[Data drawn from a collection]
********************

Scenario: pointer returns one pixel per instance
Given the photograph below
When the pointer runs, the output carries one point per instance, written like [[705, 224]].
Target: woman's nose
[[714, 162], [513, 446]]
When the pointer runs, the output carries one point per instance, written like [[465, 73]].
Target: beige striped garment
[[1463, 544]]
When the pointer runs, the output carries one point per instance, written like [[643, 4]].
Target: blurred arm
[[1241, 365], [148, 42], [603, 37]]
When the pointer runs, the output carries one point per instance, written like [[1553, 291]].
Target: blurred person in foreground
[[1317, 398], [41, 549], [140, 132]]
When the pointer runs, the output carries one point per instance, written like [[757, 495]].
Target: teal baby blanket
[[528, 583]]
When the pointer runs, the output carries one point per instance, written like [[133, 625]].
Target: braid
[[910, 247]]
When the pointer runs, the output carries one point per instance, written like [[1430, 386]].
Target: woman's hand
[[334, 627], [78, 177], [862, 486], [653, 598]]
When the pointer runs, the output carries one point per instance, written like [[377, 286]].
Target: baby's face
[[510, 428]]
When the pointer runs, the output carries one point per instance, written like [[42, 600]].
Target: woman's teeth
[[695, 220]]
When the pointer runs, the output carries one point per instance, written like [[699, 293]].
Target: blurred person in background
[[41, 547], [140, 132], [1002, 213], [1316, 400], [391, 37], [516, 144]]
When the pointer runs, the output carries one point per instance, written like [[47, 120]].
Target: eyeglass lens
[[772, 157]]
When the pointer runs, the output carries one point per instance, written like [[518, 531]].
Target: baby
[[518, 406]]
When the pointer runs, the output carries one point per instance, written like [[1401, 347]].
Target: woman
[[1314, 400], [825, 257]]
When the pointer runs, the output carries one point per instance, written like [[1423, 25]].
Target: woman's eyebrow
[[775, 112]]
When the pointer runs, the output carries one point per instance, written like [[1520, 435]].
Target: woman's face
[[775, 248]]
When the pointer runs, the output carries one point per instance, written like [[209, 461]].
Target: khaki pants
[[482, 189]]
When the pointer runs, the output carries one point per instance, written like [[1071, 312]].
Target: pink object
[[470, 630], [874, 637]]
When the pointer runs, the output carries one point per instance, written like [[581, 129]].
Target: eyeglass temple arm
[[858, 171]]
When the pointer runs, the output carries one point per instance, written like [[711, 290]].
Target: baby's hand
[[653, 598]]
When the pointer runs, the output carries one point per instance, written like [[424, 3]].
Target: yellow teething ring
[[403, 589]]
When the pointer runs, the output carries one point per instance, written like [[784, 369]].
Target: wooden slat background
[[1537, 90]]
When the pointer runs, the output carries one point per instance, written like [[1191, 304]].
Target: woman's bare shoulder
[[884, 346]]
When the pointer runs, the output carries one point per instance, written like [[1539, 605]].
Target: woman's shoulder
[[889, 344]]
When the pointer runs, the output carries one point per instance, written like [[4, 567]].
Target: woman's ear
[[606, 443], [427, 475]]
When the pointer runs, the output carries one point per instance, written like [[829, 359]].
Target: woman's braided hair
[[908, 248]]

********************

§ **TO DO**: Write out every line of the records above word for word, from the first to the last.

§ **EXERCISE ANSWER**:
Scenario: pointer returns one pixel per instance
Given the photograph below
When the pointer runs, the output carries one point per instance, written like [[705, 224]].
Target: woman's nose
[[714, 162], [513, 446]]
When the pointer runs, the output carries one point per instance, written like [[465, 73]].
Target: beige striped garment
[[1463, 544]]
When the pointer runs, the output carries one point per instance, written like [[643, 4]].
Target: blurred arm
[[1241, 365], [148, 42], [603, 37]]
When the pointer runs, the output carries one point per instance, written like [[1553, 291]].
Target: blurred person in foreground
[[1317, 398], [41, 549], [140, 132]]
When the pointer runs, the output carries one point per instance, written like [[757, 495]].
Target: teal baby blanket
[[528, 583]]
When the pointer runs, the output carries one point per instance, written like [[133, 625]].
Target: braid
[[910, 247]]
When the pointer runs, the output carries one point per instance, written like [[1430, 386]].
Target: woman's hand
[[334, 627], [78, 177], [862, 486], [653, 598]]
When the pointer runs, the output carries one point per instance, written like [[377, 286]].
Target: baby's face
[[510, 428]]
When the pointer runs, the output carries one point per instance, written like [[42, 600]].
Target: woman's teeth
[[695, 220]]
When the pointer runs, the output carries one point per instance, written like [[699, 293]].
Target: blurred person in background
[[41, 547], [140, 132], [1002, 213], [1316, 400], [391, 37], [516, 144]]
When the pointer runs, the output carries one point per instance, written like [[47, 120]].
Target: eyeglass lens
[[772, 157]]
When the pointer runs, the output carries one point per instance, written like [[518, 531]].
Target: baby
[[518, 406]]
When the pointer runs, the output carries one point per instance, written like [[1401, 347]].
Target: woman
[[1314, 400], [825, 257]]
When the pointer runs, the output carries one point per instance, written like [[1423, 25]].
Target: woman's eyebrow
[[775, 112]]
When the pointer runs, the output carries one point per instance, written like [[1520, 435]].
Target: woman's face
[[775, 248]]
When the pointer runs, the output carries one point per instance, written like [[209, 461]].
Target: khaki pants
[[482, 189]]
When the pointer runs, the output carries one point per instance, written like [[1071, 312]].
Target: pink object
[[470, 630], [874, 637]]
When the pointer runs, the output carries one point per instance, written like [[581, 129]].
Target: eyeglass temple arm
[[858, 171]]
When the pointer runs, the output carries one point per instance, written like [[711, 290]].
Target: baby's hand
[[653, 598]]
When the pointer runs, the output carries one point per instance, written like [[424, 3]].
Target: yellow teething ring
[[403, 589]]
When the pointer runs, the output carries one point per instance, written like [[784, 369]].
Target: wooden slat background
[[1537, 90]]
When the pointer runs, the output carries one point per instance, written like [[1191, 304]].
Target: woman's bare shoulder
[[884, 346]]
When the pointer runs, the output carries one point per instance, written like [[1539, 605]].
Target: woman's shoulder
[[889, 344]]
When the pointer runs, the output carries one point per instance, written like [[4, 567]].
Target: woman's ear
[[606, 443], [427, 475]]
When the pointer runs, the output carries one point per instance, written like [[829, 359]].
Target: woman's braided hair
[[908, 248]]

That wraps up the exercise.